### [PAGE EXCERPT]

╔══

Awesome. Thanks!
Xander ,'End of Days'
The Great Write Way, Chapter Two: Twice upon a time...
A place for Buffistas to discuss, beta and otherwise deal and dish on their non-fan fiction projects.
BTW if the challenge I posted is not awesome, anyone is free to make up their own.
MM, it sounds like fun. And go you with the pages! I have no customer service tales, sadly.
Food & Emotions (i.e. Minestrone Love, Rage & Donuts -- that sort of thing)
I like this challenge. I'm still thinking about it, though.
It's just ... kind of hot to think about food too closely.
Other possible drabble prompt: Green.
Green worked for me.
On the Beach
Grass, short and stubby, pricks the bottom of my feet. It’s warm and smells of summer, along with the salt air wafting from the cove. I look for a good place to lay my blanket, one where shadows won’t make lines in my tan. This place is better than the shore; no sand to get stuck to my skin. The surf whispers, a gentle susurrus unhampered by the sound of slow moving traffic on the street. There’s a nice breeze on the cliff, the grass under me growing cool beneath the shade of the blanket. I like my beach green.
Please to excuse obsessiveness. Will only last for a few days, most likely.
To date: I've broken up what I've written into the Introduction, and two essays regarding describing CS reps and customers and why "The customer is always right" sucks major ass. This makes a total of fifteen whole pages!!
Which, now I say it, sounds a little pathetic. But, hey...it's only been a couple days, right? RIGHT?!

╚══

### [DATA]
╔══

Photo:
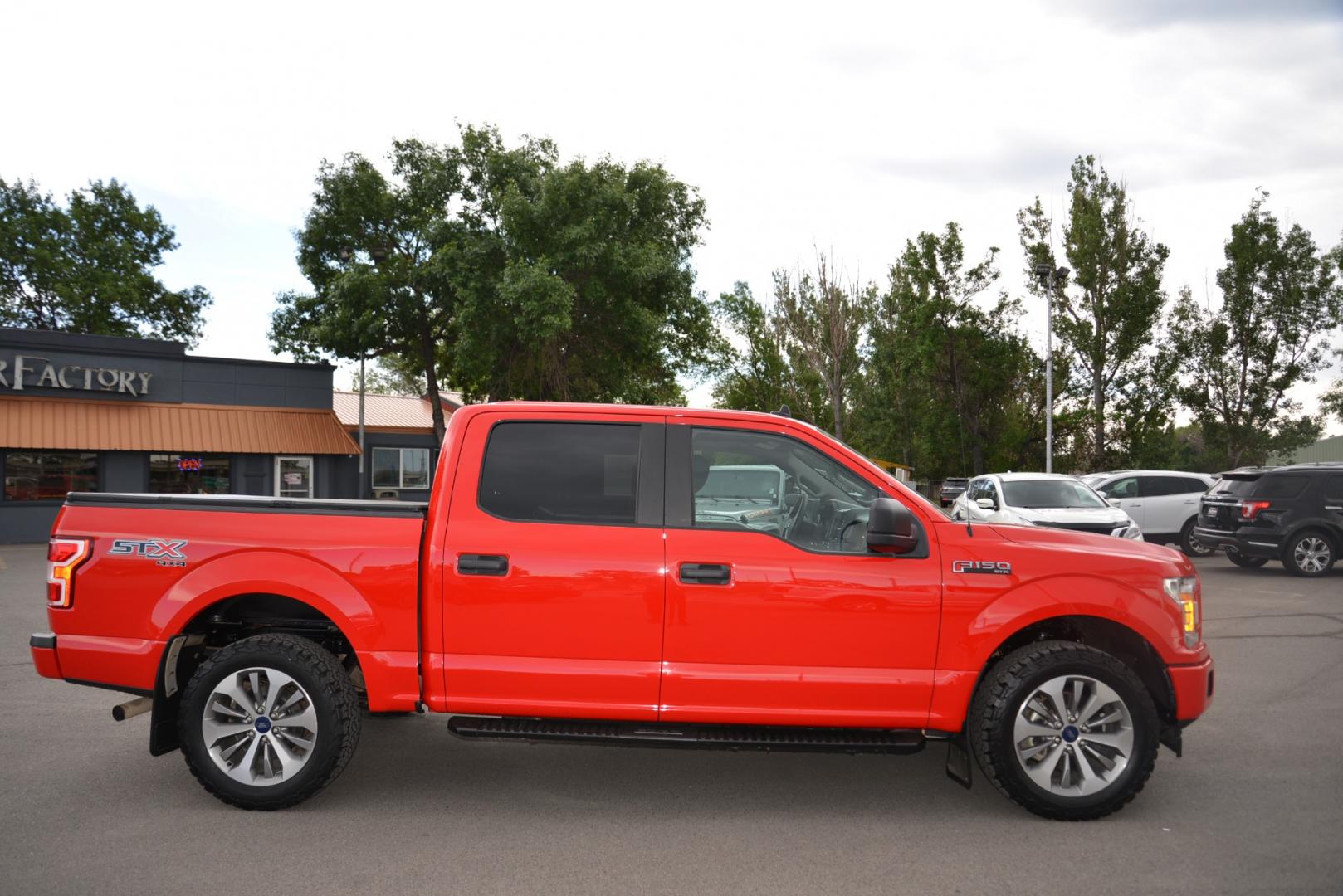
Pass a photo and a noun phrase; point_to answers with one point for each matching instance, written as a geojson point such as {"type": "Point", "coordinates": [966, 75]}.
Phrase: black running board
{"type": "Point", "coordinates": [647, 733]}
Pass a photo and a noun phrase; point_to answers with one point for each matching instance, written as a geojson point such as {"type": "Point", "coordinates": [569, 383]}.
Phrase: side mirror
{"type": "Point", "coordinates": [891, 527]}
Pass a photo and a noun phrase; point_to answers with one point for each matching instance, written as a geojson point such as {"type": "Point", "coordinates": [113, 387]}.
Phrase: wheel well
{"type": "Point", "coordinates": [1114, 638]}
{"type": "Point", "coordinates": [225, 622]}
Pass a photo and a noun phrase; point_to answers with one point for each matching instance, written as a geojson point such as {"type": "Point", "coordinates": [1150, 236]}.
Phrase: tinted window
{"type": "Point", "coordinates": [1237, 488]}
{"type": "Point", "coordinates": [1125, 488]}
{"type": "Point", "coordinates": [562, 472]}
{"type": "Point", "coordinates": [1280, 486]}
{"type": "Point", "coordinates": [764, 483]}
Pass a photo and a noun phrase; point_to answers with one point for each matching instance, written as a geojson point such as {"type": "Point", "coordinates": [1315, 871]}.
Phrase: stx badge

╚══

### [WHAT YOU WILL DO]
[1] Copy the writing forum thread word for word from "Xander ,'End of" to "service tales, sadly.".
[2] Continue the writing forum thread, starting right after its last post.

### [RESULTS FOR EACH TASK]
[1]
Xander ,'End of Days'
The Great Write Way, Chapter Two: Twice upon a time...
A place for Buffistas to discuss, beta and otherwise deal and dish on their non-fan fiction projects.
BTW if the challenge I posted is not awesome, anyone is free to make up their own.
MM, it sounds like fun. And go you with the pages! I have no customer service tales, sadly.

[2]
Allyson, if you read this thread...damn, woman, more power to you for finishing your book and not completely losing your mind. You are an inspiration.
I wrote a book too. It blows and nobody can stand to read all of it, but I put the insipid, derivative Raymond-Chandler-bit-my-sisterness of it on paper, damn it. Yay? Still thinking about the challenge thing.
For the record, I used to work with a woman who had delusions of being able to write. In business, she was incapable of writing a simple declarative sentence without at least one grammatical or spelling error. She wrote a book - a romance novel - and submitted it to a publisher. It came back with a note that it was the worst thing they'd ever read. I know getting personal feedback is supposed to be encouraging, but not in this case. (MM, fyi, she's the crazy lady I sent you stories about.)
Lemme tell you, when people ask me what I do for a living, and I say I'm an editor -- even though I qualify it by explaining we publish PHARMACY journals -- 75% of the people still follow that up with (and yes, they ALL say some variation of this): "Oh, that's interesting! I've got this idea for a book, and just need to find someone to read it. See, it's about these kids with wings/tap-dancing unicorns/time-travelling geckos...."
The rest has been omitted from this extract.